◆ DATA IN THIS EXERCISE:
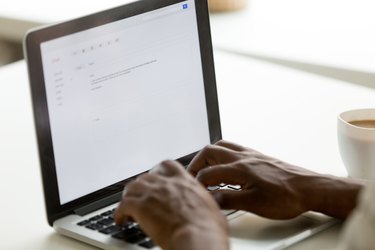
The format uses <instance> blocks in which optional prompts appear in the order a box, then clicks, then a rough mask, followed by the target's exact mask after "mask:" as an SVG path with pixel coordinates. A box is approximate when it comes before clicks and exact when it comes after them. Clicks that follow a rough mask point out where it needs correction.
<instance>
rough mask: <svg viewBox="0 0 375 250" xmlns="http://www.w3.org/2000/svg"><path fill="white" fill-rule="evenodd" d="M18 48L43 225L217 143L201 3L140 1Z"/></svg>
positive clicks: (210, 40)
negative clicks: (32, 120) (157, 168)
mask: <svg viewBox="0 0 375 250" xmlns="http://www.w3.org/2000/svg"><path fill="white" fill-rule="evenodd" d="M24 46H25V56H26V60H27V65H28V72H29V80H30V86H31V94H32V102H33V110H34V120H35V126H36V133H37V142H38V148H39V158H40V165H41V171H42V179H43V188H44V193H45V201H46V210H47V217H48V222H49V224H50V225H52V224H53V221H55V220H56V219H59V218H61V217H64V216H65V215H68V214H71V213H73V212H74V211H79V210H80V209H81V210H82V209H83V210H85V208H87V209H95V208H98V207H101V206H105V205H109V203H113V202H114V201H115V200H117V199H118V198H119V194H120V193H121V191H122V189H123V186H124V185H125V184H126V182H128V181H129V180H131V179H132V178H134V177H135V176H137V175H139V174H141V173H143V172H145V171H147V170H149V169H150V168H151V167H152V166H153V165H155V164H157V163H158V162H160V161H161V160H164V159H177V160H179V161H180V162H181V163H182V164H187V163H188V162H189V161H190V160H191V159H192V157H193V156H194V154H195V153H196V152H197V151H198V150H200V149H201V148H202V147H203V146H205V145H207V144H210V143H214V142H216V141H218V140H220V139H221V128H220V119H219V110H218V100H217V92H216V83H215V74H214V64H213V56H212V45H211V38H210V27H209V21H208V10H207V2H206V1H201V0H187V1H181V0H141V1H137V2H134V3H131V4H128V5H124V6H120V7H117V8H113V9H110V10H106V11H103V12H100V13H96V14H92V15H89V16H85V17H82V18H79V19H75V20H71V21H66V22H63V23H60V24H55V25H52V26H48V27H43V28H40V29H37V30H33V31H30V32H29V33H28V34H27V36H26V37H25V44H24ZM92 204H94V206H92ZM83 210H82V211H83Z"/></svg>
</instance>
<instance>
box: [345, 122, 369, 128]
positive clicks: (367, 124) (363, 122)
mask: <svg viewBox="0 0 375 250" xmlns="http://www.w3.org/2000/svg"><path fill="white" fill-rule="evenodd" d="M349 123H350V124H352V125H354V126H357V127H362V128H375V120H355V121H350V122H349Z"/></svg>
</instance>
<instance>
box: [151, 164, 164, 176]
mask: <svg viewBox="0 0 375 250" xmlns="http://www.w3.org/2000/svg"><path fill="white" fill-rule="evenodd" d="M148 172H149V173H154V174H160V175H167V172H166V171H165V168H163V167H162V166H161V165H156V166H155V167H153V168H151V170H150V171H148Z"/></svg>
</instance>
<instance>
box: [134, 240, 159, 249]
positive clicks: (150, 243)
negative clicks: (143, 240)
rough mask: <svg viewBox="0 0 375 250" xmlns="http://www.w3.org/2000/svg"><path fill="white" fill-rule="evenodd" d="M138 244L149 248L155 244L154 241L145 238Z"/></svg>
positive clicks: (147, 247) (150, 247) (154, 245)
mask: <svg viewBox="0 0 375 250" xmlns="http://www.w3.org/2000/svg"><path fill="white" fill-rule="evenodd" d="M138 245H139V246H141V247H144V248H148V249H150V248H153V247H154V246H155V243H154V242H153V241H152V240H151V239H147V240H146V241H144V242H142V243H139V244H138Z"/></svg>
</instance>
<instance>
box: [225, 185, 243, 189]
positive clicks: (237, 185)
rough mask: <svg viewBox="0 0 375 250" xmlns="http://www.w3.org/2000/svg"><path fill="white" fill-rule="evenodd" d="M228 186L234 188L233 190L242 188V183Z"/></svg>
mask: <svg viewBox="0 0 375 250" xmlns="http://www.w3.org/2000/svg"><path fill="white" fill-rule="evenodd" d="M228 188H230V189H233V190H241V186H240V185H228Z"/></svg>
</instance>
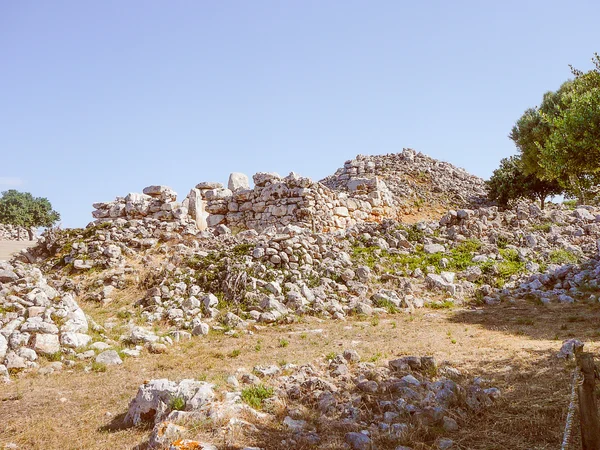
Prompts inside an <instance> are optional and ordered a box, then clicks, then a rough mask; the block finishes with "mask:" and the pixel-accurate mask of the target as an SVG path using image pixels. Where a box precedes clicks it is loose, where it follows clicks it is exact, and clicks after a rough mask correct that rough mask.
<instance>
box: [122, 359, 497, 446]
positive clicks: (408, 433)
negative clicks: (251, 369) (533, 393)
mask: <svg viewBox="0 0 600 450" xmlns="http://www.w3.org/2000/svg"><path fill="white" fill-rule="evenodd" d="M274 367H277V366H274ZM445 368H449V366H447V363H444V364H443V367H438V366H437V363H436V361H435V359H434V358H432V357H430V356H424V357H415V356H406V357H401V358H399V359H396V360H392V361H389V363H388V366H387V367H378V366H376V365H375V364H372V363H364V362H360V357H359V356H358V354H357V353H356V352H355V351H353V350H348V351H345V352H343V353H342V354H339V355H336V356H335V357H333V358H330V359H326V360H324V361H321V362H319V361H317V362H315V364H308V365H303V366H295V365H293V364H287V365H286V366H285V367H284V368H283V370H285V374H282V373H281V370H279V369H278V370H277V371H275V372H265V370H264V368H259V367H257V368H255V369H254V371H253V372H254V374H252V373H248V372H245V371H244V369H240V370H239V371H238V372H236V376H235V377H230V378H232V379H234V380H235V381H236V386H238V390H235V391H228V390H221V391H219V392H215V385H212V384H209V383H206V382H201V381H195V380H182V381H181V382H179V383H176V382H173V381H170V380H167V379H160V380H150V381H146V382H144V384H143V385H141V386H140V388H139V390H138V392H137V395H136V397H135V398H134V399H133V400H132V401H131V403H130V405H129V410H128V412H127V414H126V416H125V419H124V424H125V425H127V426H136V425H140V424H141V423H143V422H149V423H150V424H153V426H154V428H153V430H152V432H151V435H150V439H149V448H163V447H166V446H169V445H176V444H175V442H176V443H181V442H183V441H185V442H187V443H188V444H189V445H191V443H193V442H196V443H197V445H201V446H205V447H202V448H212V447H210V445H211V444H209V443H203V442H200V441H195V440H194V439H196V438H197V435H194V432H193V430H191V429H189V427H188V425H189V424H190V423H220V424H222V425H221V428H220V434H221V435H222V438H219V439H224V440H229V441H230V440H231V439H235V438H236V437H239V433H240V432H241V433H242V434H243V433H244V430H255V429H256V428H255V426H254V425H253V424H252V421H253V420H256V421H258V422H260V424H261V425H262V426H263V427H264V425H265V423H268V422H269V421H270V422H277V421H278V420H279V419H277V417H278V416H280V415H279V414H276V412H275V409H273V408H274V405H278V404H279V405H285V413H284V414H282V415H284V416H285V417H284V418H283V420H282V424H281V425H282V426H283V428H284V429H285V430H287V433H286V434H287V435H286V437H285V439H284V440H283V441H282V442H281V444H282V447H285V448H297V447H298V446H302V445H307V444H310V445H312V446H318V445H319V444H320V443H325V442H327V441H329V442H331V441H332V440H334V439H336V436H337V437H338V438H339V439H341V440H343V441H345V442H346V443H347V444H348V445H349V448H351V449H363V448H364V449H371V448H375V447H376V446H377V442H386V443H388V444H389V443H390V442H395V443H396V444H395V445H396V446H400V445H403V444H407V443H408V442H409V436H412V437H411V438H410V439H414V430H416V429H418V428H419V427H437V428H441V429H443V430H445V432H446V433H448V434H450V435H451V433H453V432H455V431H457V430H458V429H459V428H460V426H461V423H463V422H464V421H465V420H466V419H467V418H468V416H469V415H470V414H477V413H480V412H481V411H482V410H484V409H486V408H489V407H491V406H492V405H493V404H494V402H495V401H496V400H497V399H498V398H499V397H500V391H499V390H498V389H496V388H493V387H489V388H486V387H484V386H482V385H481V379H480V378H476V379H475V380H474V381H471V382H468V380H466V379H465V378H464V377H458V378H448V377H447V376H444V375H440V374H441V373H452V372H451V371H449V370H448V371H444V370H443V369H445ZM257 375H258V377H257ZM238 378H239V379H240V380H242V383H243V384H242V385H239V383H238V382H237V379H238ZM230 385H231V384H230ZM254 386H258V389H262V390H263V391H264V392H269V394H268V395H269V397H268V398H264V399H262V400H261V403H262V405H263V408H262V409H263V411H257V410H254V409H253V408H251V407H250V406H248V405H247V404H246V403H244V400H243V398H244V396H245V395H247V394H248V392H251V391H252V389H254ZM265 386H266V387H265ZM268 389H271V390H270V391H269V390H268ZM269 405H270V406H269ZM247 420H250V422H246V421H247ZM240 421H244V423H245V425H244V426H243V427H242V428H241V429H240V428H239V427H238V428H236V427H235V425H236V424H238V423H239V422H240ZM234 429H235V431H236V433H235V434H234ZM316 429H327V430H328V432H327V433H326V434H319V433H317V432H315V430H316ZM348 430H355V431H348ZM196 432H197V431H196ZM442 441H443V442H442ZM257 444H258V445H261V442H257ZM451 445H452V440H451V439H449V438H448V437H443V438H440V444H439V448H449V447H450V446H451ZM171 448H173V447H171ZM175 448H178V447H175ZM215 448H216V447H215ZM397 448H409V447H397Z"/></svg>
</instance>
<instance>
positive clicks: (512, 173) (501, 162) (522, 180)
mask: <svg viewBox="0 0 600 450" xmlns="http://www.w3.org/2000/svg"><path fill="white" fill-rule="evenodd" d="M486 184H487V188H488V196H489V198H490V199H491V200H493V201H496V202H498V204H499V205H500V206H504V207H506V206H508V205H510V204H511V203H512V202H514V201H516V200H519V199H522V198H527V199H529V200H532V201H534V200H539V201H540V203H541V207H542V209H544V205H545V201H546V198H547V197H548V196H549V195H556V194H560V193H561V192H562V188H561V186H560V185H559V184H558V183H557V182H556V181H555V180H543V179H541V178H539V177H538V176H536V175H535V174H527V173H526V172H525V170H524V163H523V161H522V159H521V158H520V157H519V156H511V157H510V158H504V159H503V160H502V161H500V167H499V168H498V169H496V170H494V173H493V174H492V176H491V178H490V179H489V180H488V181H487V182H486Z"/></svg>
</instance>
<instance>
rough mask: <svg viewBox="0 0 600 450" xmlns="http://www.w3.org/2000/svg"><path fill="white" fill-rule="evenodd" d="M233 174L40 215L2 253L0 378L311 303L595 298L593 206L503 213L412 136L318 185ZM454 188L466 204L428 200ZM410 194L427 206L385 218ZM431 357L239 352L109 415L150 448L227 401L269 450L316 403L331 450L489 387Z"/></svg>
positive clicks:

◆ WORK REQUEST: Copy out every line of the listing above that contains the string "negative", matching uppercase and lowercase exactly.

◆ ANSWER TO THIS TASK:
negative clicks: (32, 120) (157, 168)
negative clicks: (143, 240)
negative clicks: (251, 369) (533, 393)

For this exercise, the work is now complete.